Transcribe the listing below in full, keeping every line exactly as it is.

→ Input records:
☆ ☆ ☆ ☆ ☆

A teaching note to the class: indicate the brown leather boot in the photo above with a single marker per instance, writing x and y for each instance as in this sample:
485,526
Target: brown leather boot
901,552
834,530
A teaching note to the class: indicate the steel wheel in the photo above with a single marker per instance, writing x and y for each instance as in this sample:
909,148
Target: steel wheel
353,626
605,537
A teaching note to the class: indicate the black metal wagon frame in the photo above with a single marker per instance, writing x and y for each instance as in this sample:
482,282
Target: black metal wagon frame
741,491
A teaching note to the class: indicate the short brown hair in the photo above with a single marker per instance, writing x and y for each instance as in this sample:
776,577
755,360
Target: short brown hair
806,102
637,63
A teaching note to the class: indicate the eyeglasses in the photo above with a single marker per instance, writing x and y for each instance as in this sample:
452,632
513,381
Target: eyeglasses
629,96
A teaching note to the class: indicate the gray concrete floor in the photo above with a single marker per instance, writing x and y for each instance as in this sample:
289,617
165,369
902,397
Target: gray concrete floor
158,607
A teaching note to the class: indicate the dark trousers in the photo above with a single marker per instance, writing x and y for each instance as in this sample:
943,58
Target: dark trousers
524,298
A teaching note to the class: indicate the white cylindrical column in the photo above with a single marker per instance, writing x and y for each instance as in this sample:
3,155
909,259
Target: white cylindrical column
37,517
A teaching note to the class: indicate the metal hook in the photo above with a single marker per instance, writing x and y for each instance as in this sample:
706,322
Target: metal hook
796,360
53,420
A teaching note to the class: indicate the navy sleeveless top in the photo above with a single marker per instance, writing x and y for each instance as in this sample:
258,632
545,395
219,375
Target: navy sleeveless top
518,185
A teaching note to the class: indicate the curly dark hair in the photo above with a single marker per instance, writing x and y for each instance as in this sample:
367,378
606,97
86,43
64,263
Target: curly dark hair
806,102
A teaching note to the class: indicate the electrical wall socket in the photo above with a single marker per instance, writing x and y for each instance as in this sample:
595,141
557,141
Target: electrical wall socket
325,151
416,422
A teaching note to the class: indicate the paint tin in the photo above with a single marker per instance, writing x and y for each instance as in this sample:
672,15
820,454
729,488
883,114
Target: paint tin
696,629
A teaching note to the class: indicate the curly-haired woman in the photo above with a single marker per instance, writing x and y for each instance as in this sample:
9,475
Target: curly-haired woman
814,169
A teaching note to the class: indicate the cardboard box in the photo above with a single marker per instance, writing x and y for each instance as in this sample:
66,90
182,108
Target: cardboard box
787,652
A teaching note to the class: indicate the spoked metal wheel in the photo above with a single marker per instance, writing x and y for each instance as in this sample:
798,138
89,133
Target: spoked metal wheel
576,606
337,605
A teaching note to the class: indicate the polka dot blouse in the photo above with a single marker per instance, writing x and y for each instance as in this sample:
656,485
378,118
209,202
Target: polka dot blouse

☆ ☆ ☆ ☆ ☆

→ Response area:
A teaching note to the class: indicate the brown leather boot in the photo above with a single marker per instance, writing x and y for each instance as in this sample:
485,526
Target: brown leather boot
901,552
834,530
A teaching note to the class: indicate the steel wheel in the photo above with a single marker per instance, writing x and y for each instance as in this sample:
909,148
Target: steel wheel
353,626
605,537
A teaching note to the class: indicate the black metal wagon frame in the photo above with a single marker per instance, writing x and y for each instance as in this sample:
482,282
Target: black metal wagon frame
741,491
A teaching note to the class: indicate the short brown hair in the photo above with a single marker per instance, writing x and y for each instance as in this sample:
776,577
755,360
Target: short brown hair
806,102
637,63
A teaching note to the class: indicate the eyeglasses in the photo above with a single marker per instance, writing x and y for each instance as in this sample:
452,632
513,381
Target: eyeglasses
629,96
A teaching note to the class: indicate the gray concrete floor in the photo above with a single marker per instance, writing x and y for each instance as in this sample:
289,617
165,369
902,397
Target: gray concrete floor
158,607
A teaching note to the class: indicate the dark trousers in the photo above with a single marker per instance, writing x and y for each instance as in this sample:
943,58
Target: dark trousers
524,298
A teaching note to the class: indicate the white cylindrical column in the photo above with a single marker per instance, writing x and y for each instance as in this sample:
3,155
909,259
Target: white cylindrical column
37,517
A teaching note to the class: indicate the metal hook in the photo above with a single marker per instance, writing x and y for each instance as in this sample:
706,322
Target: metal hook
796,360
53,420
A teaching note to the class: indicate the navy sleeveless top in the photo above with a single marker per instance, writing x and y for each instance as in this sample:
258,632
545,395
219,375
Target: navy sleeveless top
518,185
A teaching note to the class: indicate the curly dark hair in the photo above with a single marker per instance, writing x and y for each instance as in this sample:
367,378
606,97
86,43
64,263
Target: curly dark hair
806,102
A teaching note to the class: indicate the electrical wall socket in the photo above with a single marker per instance, writing x and y for each instance as in this sample:
595,141
557,141
Target: electrical wall socket
325,151
416,422
A teaching note to the class: indicate the paint tin in the photo above with a single marker per instance, writing x and y for each instance as in this sample:
672,15
820,454
729,488
883,114
Target: paint tin
696,629
A teaching note to the class: indicate the curly-haired woman in the photo above with a single marker per instance, writing x and y for each instance as in this sample:
9,475
Target: curly-haired woman
814,169
A teaching note to the class: indicate the cardboard box in the photo above with a single marker per instance, writing x and y for each instance as in this sample:
66,90
182,108
Target: cardboard box
787,652
A teaching note to the class: indicate the spoked metal wheel in the photo above with a single marker per instance, writing x and y for each instance as in this sample:
798,138
89,133
Target: spoked metal wheel
576,606
337,605
A teaching note to the class: indicate the polka dot blouse in the photo above with a single marker per instance, writing x and y for each instance as in this sample:
656,485
378,118
209,202
Target: polka dot blouse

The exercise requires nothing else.